◆ STATED TASK A:
List every calendar date given in the procedural history below.
◆ STATED TASK B:
Answer each question from the procedural history below.
(i) On what date did David file his petition for dissolution of marriage?
(ii) Which party was to receive everything in the house?
(iii) What payment did David say he had agreed to make to Nicole?
◆ STATED TASK C:
Using the procedural history below, explain in one to three sentences why the court questioned the parties about debt at the hearing.

◆ TEXT SECTION:
----------

Facts & Procedural History
[3] David and Nicole married in December 2007 and separated in June 2023. They had no children together. On August 1, 2023, David filed a pro se petition for dissolution of marriage and submitted therewith a signed “Settlement Agreement and Decree of Dissolution of Marriage” (the Agreement) for the court's consideration.1 The Agreement was a pre-printed form document, executed by David and Nicole, providing, among other things, that David “shall retain/take possession and shall become the sole owner of” the marital residence and that he would be responsible for all payments, taxes, and insurance related to that property, and that Nicole would vacate the marital residence. Appendix at 18. The Agreement also reflected that there were no vehicles to divide but did not otherwise address personal property or debt. The court set the matter for a final hearing on October 13, 2023.
[4] David and Nicole appeared in person for the hearing, and the court “walked through” the provisions of the Agreement with them, with each party verbally confirming their agreement with what was reflected in the written Agreement. Transcript at 4. The court also asked them about provisions in the Agreement that had been left blank, such as those pertaining to debt, and each party stated that they intended to be responsible for debt in their own name and that there was no joint debt. The court also inquired about division of personal property, asking “who gets what out of the house,” and David and Nicole were in agreement that Nicole would get everything in the house. Id. at 6. During that discussion, David added that the parties also had agreed he would make a $5,000 payment to Nicole as part of their separation, and she confirmed that they had agreed to such.

----------

◆ PROVIDED MATERIAL:

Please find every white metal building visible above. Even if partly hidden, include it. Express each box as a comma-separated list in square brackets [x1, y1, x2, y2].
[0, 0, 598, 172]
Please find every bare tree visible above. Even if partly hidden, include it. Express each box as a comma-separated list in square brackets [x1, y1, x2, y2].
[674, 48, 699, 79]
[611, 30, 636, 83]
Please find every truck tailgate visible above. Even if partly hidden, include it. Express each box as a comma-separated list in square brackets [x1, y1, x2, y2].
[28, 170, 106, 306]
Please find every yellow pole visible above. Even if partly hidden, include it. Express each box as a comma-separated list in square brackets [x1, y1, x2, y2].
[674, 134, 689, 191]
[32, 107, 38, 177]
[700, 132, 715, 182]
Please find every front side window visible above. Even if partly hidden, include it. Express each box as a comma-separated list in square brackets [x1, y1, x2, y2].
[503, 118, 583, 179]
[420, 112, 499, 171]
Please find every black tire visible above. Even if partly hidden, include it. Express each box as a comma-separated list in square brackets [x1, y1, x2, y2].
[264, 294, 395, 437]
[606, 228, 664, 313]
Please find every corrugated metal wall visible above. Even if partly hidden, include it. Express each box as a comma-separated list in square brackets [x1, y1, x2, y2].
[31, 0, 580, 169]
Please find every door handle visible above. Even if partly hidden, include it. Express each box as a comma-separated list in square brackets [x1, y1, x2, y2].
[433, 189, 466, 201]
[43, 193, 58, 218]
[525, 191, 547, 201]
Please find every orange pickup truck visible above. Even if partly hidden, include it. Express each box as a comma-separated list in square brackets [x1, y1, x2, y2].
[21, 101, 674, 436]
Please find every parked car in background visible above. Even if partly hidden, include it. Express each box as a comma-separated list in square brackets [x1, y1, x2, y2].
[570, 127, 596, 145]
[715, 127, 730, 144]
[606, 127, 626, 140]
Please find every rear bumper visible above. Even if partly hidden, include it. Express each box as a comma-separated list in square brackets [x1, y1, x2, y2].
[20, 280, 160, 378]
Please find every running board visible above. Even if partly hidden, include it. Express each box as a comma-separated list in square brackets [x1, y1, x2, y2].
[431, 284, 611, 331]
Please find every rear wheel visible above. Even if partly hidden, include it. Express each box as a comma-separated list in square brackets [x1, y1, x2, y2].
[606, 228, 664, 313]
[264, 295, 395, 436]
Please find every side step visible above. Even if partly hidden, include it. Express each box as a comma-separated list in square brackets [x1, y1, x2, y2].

----------

◆ TASK RESPONSE A:
December 2007
June 2023
August 1, 2023
October 13, 2023

◆ TASK RESPONSE B:
(i) August 1, 2023
(ii) Nicole
(iii) A $5,000 payment as part of their separation

◆ TASK RESPONSE C:
The court asked about debt because the Agreement's debt provisions had been left blank. In response, each party stated that they intended to be responsible for debt in their own name and that there was no joint debt.